▸ **Excerpt**:
______

Ezra Klein, editor-in-chief of the news site, critiques political journalism with a crowd of UW-Madison students.

Vox's Ezra Klein defines core problems in American political media

A filled-to-the-brim Shannon Hall in Memorial Union bustled with UW-Madison students and community members waiting to see the blogger, columnist and accidental entrepreneur who journalism professor Michael Wagner described as “nerd-chic.”

The Wisconsin Union Directorate welcomed Ezra Klein, editor-in-chief of the news website, as part of its Distinguished Lecture Series Monday to explore American politics and its downfalls.

Klein opened his discussion by explaining that one core problem in politics is the way it is portrayed in the media.

“Washington is terrible because we do a shitty job telling you why Washington is terrible,” Klein said.

Journalists often blame polarization for America’s broken system of government, without fully explaining what it means, Klein said. He added polarization is the most important and also most poorly understood concept in politics.

“We talk about polarization, and we tend to mean bitter argument. We tend to mean extreme disagreement,” Klein said. “Polarization is a very simple measure of how far the two political parties are from each other. It is not a measure of the danger of disagreement.”

Klein pointed to the era between 1935 and 1975, when polarization was its lowest, but many political issues persisted. He added that widespread racism largely led to this agreement between parties.

“I would far prefer a political system where parties are polarized, than where they are united in permitting segregation,” Klein said. “When those issues seceded, polarization slowly but surely came back.”

Although he was not always a hard worker, Klein said finding something he’s passionate about has helped to motivate him.

“The reason I’m into it is that in this moment doing this thing, it is in some weird way easier for me to work hard on it than not,” Klein said. “I just find it really interesting and compelling.”

UW-Madison graduate student Nicole Rudisill said Klein’s talk inspired her to try new things, no matter how she fears they might turn out.

“Even if you’re not sure if it’s the right thing, if something feels worth doing, you should do it,” Rudisill said.

______

▸ **Extracted entries**:
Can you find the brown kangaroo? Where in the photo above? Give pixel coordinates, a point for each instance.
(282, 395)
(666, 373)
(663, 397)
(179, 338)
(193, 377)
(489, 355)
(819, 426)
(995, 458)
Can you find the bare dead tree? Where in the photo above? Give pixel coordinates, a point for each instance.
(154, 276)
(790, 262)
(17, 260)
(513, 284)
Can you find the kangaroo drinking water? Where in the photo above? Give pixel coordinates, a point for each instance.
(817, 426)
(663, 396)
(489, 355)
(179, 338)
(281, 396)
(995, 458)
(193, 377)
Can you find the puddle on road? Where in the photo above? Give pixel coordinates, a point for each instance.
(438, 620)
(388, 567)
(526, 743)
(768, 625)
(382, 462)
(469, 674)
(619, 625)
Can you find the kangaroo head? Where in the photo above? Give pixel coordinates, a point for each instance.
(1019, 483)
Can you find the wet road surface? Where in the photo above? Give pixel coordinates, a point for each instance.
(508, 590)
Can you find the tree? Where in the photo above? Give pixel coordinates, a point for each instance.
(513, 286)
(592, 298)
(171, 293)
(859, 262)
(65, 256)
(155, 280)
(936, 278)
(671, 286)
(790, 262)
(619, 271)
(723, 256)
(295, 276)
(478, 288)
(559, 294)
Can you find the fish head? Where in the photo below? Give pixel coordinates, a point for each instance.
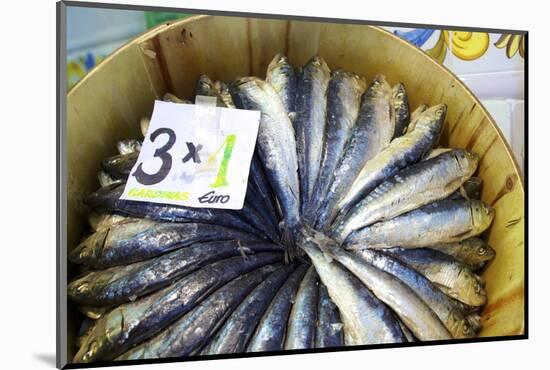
(278, 61)
(485, 252)
(482, 216)
(467, 161)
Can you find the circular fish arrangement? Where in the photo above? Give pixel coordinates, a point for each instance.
(357, 229)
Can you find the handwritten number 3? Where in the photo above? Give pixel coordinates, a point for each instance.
(162, 153)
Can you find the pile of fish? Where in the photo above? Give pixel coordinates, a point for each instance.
(357, 229)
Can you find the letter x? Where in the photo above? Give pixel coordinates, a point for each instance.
(193, 153)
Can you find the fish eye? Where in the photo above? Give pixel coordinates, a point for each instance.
(92, 349)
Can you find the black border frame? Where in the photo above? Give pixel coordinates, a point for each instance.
(61, 277)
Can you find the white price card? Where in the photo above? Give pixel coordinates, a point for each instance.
(195, 156)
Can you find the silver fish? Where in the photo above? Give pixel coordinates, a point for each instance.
(453, 278)
(270, 332)
(473, 252)
(412, 187)
(143, 239)
(366, 319)
(189, 333)
(120, 284)
(311, 104)
(450, 314)
(329, 324)
(128, 146)
(372, 132)
(276, 143)
(239, 328)
(407, 305)
(400, 153)
(134, 322)
(343, 99)
(444, 221)
(282, 76)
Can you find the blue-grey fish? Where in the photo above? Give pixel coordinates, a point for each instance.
(406, 304)
(301, 322)
(444, 221)
(473, 252)
(311, 103)
(411, 188)
(328, 332)
(270, 332)
(282, 76)
(141, 239)
(444, 307)
(121, 284)
(234, 335)
(400, 153)
(107, 199)
(188, 334)
(276, 146)
(131, 323)
(373, 131)
(452, 277)
(366, 319)
(343, 99)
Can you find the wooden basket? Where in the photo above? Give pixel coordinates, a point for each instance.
(108, 103)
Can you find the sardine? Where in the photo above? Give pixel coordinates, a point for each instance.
(134, 322)
(443, 306)
(311, 105)
(282, 76)
(270, 332)
(399, 104)
(328, 332)
(301, 322)
(400, 153)
(414, 117)
(411, 188)
(234, 335)
(444, 221)
(372, 132)
(189, 333)
(473, 252)
(276, 143)
(406, 304)
(366, 319)
(107, 199)
(453, 278)
(343, 99)
(142, 239)
(120, 284)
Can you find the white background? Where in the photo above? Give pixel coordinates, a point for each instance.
(28, 183)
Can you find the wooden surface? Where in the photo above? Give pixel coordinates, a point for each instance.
(108, 103)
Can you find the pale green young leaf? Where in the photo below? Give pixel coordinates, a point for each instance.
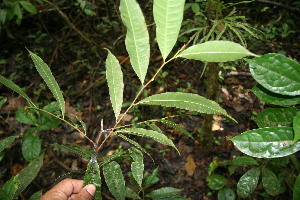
(271, 142)
(159, 137)
(137, 37)
(115, 180)
(296, 127)
(185, 101)
(115, 83)
(216, 51)
(16, 88)
(46, 74)
(168, 16)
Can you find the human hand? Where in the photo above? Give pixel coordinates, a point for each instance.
(70, 189)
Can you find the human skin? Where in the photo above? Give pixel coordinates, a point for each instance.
(70, 189)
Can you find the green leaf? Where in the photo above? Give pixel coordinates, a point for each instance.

______

▸ **Work to complete**:
(1) In the article on Ezra Klein's talk, rewrite the passage starting with "The Wisconsin Union" and going on through "in the media.", putting "shortcomings" in place of "downfalls".
(2) Translate this sentence from the article on Ezra Klein's talk into Spanish: "He added polarization is the most important and also most poorly understood concept in politics."

▸ **Answers to each task**:
(1)
The Wisconsin Union Directorate welcomed Ezra Klein, editor-in-chief of the news website, as part of its Distinguished Lecture Series Monday to explore American politics and its shortcomings.

Klein opened his discussion by explaining that one core problem in politics is the way it is portrayed in the media.

(2) Añadió que la polarización es el concepto más importante y también el peor comprendido de la política.